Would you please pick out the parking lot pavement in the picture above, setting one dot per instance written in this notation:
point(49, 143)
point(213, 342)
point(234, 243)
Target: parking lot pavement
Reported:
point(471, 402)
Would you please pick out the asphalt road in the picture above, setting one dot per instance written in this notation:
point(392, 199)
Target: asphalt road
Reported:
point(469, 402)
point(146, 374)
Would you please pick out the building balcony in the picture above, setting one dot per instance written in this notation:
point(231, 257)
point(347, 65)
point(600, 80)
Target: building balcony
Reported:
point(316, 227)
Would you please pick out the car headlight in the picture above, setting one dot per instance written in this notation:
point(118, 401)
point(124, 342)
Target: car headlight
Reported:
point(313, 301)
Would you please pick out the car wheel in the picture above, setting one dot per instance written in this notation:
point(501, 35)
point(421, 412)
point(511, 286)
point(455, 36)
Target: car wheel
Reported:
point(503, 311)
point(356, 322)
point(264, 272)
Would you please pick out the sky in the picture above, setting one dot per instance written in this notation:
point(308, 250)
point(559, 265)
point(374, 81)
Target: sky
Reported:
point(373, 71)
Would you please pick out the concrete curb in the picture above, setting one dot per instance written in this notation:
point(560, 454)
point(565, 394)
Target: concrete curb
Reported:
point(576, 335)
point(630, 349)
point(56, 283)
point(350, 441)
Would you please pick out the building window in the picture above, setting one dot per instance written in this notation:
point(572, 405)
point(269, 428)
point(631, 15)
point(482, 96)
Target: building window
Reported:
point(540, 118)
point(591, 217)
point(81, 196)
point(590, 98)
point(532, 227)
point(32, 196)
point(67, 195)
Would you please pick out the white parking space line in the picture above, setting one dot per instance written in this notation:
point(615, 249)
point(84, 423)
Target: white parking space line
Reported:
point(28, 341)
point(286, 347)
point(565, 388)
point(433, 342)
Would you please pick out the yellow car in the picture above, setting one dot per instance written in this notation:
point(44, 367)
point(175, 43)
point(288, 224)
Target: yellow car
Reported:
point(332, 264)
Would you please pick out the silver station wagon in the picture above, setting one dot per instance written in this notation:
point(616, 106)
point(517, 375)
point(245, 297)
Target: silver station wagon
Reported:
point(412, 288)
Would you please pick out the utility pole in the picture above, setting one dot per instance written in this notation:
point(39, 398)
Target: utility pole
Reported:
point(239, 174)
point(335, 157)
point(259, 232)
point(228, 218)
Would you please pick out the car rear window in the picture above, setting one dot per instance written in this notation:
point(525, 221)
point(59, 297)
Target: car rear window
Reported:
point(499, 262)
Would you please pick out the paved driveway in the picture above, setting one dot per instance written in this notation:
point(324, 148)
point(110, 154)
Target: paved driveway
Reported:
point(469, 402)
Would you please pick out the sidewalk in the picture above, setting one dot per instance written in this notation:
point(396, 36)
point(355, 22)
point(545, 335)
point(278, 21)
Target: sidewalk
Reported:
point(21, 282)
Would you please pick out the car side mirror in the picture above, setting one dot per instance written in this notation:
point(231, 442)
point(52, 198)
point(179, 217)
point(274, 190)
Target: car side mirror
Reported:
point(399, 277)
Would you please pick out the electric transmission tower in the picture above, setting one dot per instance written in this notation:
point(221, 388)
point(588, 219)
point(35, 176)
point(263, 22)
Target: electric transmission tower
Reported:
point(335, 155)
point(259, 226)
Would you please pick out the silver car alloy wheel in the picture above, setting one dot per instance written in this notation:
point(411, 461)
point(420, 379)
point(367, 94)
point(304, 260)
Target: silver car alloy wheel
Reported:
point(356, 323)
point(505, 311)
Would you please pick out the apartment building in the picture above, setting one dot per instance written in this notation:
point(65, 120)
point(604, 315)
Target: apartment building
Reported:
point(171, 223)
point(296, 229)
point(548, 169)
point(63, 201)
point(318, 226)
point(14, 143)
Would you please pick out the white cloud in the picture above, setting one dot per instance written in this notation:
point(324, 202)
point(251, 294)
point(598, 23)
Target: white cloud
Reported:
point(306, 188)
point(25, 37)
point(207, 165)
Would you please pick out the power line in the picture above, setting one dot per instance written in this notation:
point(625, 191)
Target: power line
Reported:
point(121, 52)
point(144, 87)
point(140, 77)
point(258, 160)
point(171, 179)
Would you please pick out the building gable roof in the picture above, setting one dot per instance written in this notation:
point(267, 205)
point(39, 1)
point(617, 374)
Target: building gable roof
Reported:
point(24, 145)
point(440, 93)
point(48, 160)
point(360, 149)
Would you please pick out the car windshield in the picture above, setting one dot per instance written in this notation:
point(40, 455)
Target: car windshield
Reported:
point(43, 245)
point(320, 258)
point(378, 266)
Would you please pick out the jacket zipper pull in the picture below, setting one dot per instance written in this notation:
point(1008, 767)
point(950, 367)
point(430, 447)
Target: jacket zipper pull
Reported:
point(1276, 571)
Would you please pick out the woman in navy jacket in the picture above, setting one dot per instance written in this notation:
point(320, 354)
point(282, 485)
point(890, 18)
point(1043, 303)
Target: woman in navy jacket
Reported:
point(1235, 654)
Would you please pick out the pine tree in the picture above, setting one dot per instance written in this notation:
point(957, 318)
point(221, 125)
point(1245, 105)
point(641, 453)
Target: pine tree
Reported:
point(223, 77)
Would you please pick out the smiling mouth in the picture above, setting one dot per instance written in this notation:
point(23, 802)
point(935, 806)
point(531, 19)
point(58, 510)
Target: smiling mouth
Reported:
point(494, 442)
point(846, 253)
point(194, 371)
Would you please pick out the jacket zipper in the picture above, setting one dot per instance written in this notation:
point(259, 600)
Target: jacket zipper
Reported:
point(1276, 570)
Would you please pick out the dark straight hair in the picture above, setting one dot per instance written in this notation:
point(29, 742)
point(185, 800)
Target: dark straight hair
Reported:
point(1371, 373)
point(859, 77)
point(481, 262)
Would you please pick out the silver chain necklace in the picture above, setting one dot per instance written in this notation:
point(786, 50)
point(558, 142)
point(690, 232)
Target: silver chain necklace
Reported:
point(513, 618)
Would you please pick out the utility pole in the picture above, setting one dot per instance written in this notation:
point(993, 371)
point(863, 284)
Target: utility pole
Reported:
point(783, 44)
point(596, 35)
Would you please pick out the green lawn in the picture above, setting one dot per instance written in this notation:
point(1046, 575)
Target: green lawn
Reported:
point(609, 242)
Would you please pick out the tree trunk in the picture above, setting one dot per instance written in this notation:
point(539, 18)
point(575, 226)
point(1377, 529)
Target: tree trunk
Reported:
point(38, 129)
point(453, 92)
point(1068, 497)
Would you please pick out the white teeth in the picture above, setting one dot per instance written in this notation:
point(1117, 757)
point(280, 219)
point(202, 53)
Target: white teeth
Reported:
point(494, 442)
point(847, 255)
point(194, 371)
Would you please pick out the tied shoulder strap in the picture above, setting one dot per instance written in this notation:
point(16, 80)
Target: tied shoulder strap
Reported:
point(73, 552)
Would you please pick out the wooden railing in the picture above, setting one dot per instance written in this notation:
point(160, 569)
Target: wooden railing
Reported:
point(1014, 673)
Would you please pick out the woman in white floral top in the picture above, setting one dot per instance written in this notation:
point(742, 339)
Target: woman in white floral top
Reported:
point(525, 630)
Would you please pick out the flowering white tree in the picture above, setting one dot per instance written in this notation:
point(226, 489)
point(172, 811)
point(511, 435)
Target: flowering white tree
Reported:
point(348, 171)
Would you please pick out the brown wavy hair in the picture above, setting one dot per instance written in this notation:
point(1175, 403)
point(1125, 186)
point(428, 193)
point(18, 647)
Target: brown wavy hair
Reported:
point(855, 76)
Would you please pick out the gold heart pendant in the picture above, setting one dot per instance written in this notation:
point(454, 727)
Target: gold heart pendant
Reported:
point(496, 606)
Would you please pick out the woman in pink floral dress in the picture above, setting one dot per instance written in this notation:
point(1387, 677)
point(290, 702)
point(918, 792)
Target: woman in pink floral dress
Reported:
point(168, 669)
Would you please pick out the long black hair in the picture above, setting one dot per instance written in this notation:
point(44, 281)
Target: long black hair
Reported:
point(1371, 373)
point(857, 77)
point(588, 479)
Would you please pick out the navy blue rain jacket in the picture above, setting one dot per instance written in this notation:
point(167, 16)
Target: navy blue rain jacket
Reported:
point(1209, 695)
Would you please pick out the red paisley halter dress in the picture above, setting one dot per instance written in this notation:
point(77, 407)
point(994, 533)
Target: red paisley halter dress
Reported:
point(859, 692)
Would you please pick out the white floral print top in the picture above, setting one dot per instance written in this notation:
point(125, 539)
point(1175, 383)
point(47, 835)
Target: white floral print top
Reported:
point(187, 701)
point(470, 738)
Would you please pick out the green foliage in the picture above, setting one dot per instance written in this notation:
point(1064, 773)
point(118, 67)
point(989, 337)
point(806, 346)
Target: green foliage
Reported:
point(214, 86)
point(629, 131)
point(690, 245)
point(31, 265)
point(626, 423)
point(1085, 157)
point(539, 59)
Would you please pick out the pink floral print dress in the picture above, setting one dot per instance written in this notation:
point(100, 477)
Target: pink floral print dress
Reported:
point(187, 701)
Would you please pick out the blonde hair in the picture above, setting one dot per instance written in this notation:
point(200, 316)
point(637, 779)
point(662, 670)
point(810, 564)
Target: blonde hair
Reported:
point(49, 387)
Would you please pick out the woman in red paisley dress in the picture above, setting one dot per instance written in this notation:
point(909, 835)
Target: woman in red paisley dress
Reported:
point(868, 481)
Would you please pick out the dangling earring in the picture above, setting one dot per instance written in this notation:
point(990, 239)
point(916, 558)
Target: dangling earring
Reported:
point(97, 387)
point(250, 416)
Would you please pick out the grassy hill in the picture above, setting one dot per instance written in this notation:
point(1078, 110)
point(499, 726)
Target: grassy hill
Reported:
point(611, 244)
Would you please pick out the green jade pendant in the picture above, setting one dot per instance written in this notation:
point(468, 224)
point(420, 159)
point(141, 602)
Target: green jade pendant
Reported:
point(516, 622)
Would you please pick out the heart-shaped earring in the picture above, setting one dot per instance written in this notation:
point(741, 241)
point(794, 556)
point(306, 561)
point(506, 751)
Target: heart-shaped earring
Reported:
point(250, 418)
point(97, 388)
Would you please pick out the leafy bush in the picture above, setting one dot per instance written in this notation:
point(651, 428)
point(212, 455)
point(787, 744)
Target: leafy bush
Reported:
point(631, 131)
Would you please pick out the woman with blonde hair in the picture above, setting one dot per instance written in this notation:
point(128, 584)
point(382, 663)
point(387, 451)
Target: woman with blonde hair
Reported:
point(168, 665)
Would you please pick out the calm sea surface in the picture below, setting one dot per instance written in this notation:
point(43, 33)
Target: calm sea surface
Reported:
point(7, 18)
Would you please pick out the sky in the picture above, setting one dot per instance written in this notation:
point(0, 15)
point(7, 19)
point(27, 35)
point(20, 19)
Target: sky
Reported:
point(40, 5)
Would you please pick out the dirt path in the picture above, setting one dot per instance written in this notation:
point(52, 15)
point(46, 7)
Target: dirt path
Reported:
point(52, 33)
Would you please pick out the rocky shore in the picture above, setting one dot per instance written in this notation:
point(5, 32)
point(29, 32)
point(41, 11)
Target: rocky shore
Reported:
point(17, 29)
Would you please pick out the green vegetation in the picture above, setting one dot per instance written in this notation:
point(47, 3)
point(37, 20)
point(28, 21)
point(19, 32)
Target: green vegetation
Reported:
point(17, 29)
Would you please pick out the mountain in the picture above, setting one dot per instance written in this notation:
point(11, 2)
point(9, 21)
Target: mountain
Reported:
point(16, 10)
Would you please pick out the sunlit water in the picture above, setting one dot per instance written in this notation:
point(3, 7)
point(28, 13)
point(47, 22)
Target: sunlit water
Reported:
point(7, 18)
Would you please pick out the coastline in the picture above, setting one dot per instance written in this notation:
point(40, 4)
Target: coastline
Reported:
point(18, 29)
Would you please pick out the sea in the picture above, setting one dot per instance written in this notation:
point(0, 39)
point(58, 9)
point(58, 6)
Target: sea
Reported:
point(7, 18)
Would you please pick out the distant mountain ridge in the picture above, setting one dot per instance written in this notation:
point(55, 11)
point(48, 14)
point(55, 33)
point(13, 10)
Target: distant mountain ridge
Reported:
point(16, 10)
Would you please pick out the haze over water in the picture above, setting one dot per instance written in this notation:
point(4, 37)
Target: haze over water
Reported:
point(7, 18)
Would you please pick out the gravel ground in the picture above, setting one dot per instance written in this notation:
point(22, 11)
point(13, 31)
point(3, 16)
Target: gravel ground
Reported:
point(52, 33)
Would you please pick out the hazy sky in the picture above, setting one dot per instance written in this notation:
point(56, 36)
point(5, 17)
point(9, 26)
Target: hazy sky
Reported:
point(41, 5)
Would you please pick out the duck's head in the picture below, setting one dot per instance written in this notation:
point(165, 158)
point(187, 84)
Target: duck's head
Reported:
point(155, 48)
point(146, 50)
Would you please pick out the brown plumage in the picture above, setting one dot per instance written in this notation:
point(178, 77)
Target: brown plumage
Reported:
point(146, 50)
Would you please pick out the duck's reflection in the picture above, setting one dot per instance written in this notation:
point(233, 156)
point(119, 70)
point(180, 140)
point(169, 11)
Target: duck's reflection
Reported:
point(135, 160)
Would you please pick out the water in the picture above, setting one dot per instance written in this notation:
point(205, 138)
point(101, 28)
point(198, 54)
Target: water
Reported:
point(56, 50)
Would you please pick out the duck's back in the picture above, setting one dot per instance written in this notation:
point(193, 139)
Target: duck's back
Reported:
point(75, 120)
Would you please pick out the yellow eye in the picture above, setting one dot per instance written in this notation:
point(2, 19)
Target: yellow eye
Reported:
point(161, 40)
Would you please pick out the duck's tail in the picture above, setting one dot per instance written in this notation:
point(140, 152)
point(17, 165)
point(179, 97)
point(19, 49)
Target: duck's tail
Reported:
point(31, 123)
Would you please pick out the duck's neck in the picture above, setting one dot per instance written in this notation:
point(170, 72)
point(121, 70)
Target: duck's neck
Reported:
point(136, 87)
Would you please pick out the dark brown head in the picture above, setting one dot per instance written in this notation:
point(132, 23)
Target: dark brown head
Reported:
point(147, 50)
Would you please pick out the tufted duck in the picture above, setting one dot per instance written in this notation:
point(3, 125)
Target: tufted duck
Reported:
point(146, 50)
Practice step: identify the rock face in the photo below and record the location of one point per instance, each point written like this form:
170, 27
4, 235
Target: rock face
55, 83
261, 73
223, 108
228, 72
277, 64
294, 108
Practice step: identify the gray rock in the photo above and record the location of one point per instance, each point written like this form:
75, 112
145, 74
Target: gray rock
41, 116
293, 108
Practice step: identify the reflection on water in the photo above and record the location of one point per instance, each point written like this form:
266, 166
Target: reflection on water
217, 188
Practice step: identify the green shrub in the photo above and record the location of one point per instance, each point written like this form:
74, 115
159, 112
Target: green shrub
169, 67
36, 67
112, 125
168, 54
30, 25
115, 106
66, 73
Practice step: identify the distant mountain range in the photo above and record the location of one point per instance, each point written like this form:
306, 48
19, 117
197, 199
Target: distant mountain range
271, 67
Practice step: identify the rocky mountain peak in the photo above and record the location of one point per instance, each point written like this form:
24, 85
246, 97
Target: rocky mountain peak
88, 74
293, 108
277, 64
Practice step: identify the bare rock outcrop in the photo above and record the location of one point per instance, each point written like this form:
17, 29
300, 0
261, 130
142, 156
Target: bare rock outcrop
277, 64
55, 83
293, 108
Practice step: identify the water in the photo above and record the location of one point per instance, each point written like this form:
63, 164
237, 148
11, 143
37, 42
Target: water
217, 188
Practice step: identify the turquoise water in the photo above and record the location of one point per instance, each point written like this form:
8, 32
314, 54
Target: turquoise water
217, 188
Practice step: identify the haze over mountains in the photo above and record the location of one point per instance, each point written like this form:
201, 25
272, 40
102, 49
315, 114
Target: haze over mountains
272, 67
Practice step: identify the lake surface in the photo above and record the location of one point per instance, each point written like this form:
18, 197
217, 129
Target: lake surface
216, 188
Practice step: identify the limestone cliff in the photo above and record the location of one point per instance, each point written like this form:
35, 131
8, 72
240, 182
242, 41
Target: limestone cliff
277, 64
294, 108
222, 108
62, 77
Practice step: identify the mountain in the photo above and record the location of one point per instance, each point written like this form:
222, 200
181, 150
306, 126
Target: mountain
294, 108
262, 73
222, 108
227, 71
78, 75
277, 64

++++++++

PROBLEM STATEMENT:
Show every line from the listing above in which the string "rear" appears.

SOLUTION BELOW:
Would you please pick out the car rear window in the picture above, setting one dot per instance written in this notation:
Target: car rear window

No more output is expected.